╭──
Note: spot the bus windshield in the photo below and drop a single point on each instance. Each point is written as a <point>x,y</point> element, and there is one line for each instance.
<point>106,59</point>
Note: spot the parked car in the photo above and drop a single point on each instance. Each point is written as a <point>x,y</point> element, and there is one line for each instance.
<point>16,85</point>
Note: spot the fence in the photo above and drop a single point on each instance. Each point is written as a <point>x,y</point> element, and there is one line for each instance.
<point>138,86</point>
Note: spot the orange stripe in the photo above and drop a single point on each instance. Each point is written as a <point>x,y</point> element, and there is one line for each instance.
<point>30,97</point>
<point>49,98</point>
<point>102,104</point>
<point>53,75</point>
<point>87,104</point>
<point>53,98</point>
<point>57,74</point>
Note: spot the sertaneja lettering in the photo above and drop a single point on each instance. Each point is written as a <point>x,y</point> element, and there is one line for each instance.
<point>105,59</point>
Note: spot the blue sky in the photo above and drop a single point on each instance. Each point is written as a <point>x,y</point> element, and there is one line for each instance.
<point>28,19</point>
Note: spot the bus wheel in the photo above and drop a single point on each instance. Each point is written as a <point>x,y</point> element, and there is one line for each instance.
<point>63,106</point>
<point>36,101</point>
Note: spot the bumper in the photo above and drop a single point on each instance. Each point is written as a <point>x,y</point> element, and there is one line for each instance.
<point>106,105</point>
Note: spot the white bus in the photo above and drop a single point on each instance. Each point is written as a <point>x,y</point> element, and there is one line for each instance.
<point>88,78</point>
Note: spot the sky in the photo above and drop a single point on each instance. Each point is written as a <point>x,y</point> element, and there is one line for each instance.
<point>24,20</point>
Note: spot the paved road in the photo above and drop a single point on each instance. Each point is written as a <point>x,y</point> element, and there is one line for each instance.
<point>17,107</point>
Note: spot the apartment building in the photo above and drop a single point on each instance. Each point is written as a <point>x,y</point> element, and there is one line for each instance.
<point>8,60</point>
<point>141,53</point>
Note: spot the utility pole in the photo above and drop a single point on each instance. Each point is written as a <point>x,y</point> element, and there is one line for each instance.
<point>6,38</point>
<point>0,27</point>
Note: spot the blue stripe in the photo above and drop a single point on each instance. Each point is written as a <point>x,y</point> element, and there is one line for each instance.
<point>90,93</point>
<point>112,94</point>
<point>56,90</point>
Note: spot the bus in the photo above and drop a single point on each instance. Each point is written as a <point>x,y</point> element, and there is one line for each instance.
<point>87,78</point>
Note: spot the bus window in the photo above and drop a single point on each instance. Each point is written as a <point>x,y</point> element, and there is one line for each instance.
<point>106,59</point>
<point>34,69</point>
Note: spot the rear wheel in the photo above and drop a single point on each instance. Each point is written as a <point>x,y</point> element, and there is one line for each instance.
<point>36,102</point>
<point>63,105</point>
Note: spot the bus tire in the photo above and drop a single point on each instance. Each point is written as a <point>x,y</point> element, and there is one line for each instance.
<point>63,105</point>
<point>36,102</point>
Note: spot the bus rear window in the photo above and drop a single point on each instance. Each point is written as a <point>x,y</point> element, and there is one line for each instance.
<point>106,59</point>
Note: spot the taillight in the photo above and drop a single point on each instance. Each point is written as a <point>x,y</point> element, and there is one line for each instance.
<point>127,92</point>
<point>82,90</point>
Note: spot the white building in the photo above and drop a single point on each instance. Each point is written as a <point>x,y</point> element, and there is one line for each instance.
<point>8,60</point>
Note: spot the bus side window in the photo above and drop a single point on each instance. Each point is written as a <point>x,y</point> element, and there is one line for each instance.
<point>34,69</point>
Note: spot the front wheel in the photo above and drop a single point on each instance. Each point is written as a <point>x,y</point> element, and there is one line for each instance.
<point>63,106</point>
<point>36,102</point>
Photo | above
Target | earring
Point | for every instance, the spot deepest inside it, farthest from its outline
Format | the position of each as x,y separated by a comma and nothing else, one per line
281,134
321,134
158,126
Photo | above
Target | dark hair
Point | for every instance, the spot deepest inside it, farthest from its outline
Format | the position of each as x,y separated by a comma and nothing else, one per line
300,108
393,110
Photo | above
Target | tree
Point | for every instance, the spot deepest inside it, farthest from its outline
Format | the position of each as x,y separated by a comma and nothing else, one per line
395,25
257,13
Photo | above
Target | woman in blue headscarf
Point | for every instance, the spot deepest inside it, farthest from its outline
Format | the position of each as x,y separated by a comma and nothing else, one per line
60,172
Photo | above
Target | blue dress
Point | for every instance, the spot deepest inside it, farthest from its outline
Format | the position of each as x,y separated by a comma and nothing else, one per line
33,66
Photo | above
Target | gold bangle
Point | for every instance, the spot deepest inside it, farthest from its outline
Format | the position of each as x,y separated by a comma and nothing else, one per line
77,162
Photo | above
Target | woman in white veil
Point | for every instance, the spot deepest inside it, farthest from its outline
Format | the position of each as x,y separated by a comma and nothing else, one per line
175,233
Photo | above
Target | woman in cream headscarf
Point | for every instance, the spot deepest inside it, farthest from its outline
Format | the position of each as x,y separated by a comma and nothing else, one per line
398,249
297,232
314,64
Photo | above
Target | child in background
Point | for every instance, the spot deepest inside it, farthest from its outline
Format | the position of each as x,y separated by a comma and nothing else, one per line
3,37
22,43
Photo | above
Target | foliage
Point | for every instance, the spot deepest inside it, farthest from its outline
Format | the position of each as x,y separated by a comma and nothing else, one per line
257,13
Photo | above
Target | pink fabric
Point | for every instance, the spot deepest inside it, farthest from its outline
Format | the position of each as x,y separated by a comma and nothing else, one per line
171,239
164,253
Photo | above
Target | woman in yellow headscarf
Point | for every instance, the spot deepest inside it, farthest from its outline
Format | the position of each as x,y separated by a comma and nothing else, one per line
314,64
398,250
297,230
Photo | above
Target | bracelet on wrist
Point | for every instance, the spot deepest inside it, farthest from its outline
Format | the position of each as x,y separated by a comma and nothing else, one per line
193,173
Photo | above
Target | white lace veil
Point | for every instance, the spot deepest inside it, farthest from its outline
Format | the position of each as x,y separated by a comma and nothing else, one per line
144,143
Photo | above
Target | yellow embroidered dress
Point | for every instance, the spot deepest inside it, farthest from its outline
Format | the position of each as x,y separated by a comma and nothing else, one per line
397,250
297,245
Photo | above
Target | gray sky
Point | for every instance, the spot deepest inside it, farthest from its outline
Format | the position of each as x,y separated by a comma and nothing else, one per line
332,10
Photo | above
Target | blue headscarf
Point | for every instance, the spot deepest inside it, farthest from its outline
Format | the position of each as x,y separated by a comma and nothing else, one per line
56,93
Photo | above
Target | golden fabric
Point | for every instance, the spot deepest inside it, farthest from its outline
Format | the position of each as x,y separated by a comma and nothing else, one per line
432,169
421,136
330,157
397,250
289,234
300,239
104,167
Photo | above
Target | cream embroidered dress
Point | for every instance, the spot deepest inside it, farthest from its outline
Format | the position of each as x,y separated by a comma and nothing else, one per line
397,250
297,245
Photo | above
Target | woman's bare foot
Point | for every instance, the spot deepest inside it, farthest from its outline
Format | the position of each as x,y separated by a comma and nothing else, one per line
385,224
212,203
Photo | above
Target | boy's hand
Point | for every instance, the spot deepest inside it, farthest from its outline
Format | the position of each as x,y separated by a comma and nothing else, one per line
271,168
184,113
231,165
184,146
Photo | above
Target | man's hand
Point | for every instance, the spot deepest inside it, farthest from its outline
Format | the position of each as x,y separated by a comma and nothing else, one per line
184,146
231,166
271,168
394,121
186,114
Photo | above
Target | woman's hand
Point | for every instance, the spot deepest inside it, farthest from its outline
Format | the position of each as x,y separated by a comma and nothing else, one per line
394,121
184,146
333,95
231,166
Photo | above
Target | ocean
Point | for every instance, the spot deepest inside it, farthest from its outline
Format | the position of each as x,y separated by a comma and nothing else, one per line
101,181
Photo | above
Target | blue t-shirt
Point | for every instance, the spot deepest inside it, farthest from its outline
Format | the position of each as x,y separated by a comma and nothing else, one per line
╰──
* **TO DO**
Going through the material, how many lines contain the word "headscarf"? Please give only the number.

* **REPLY**
4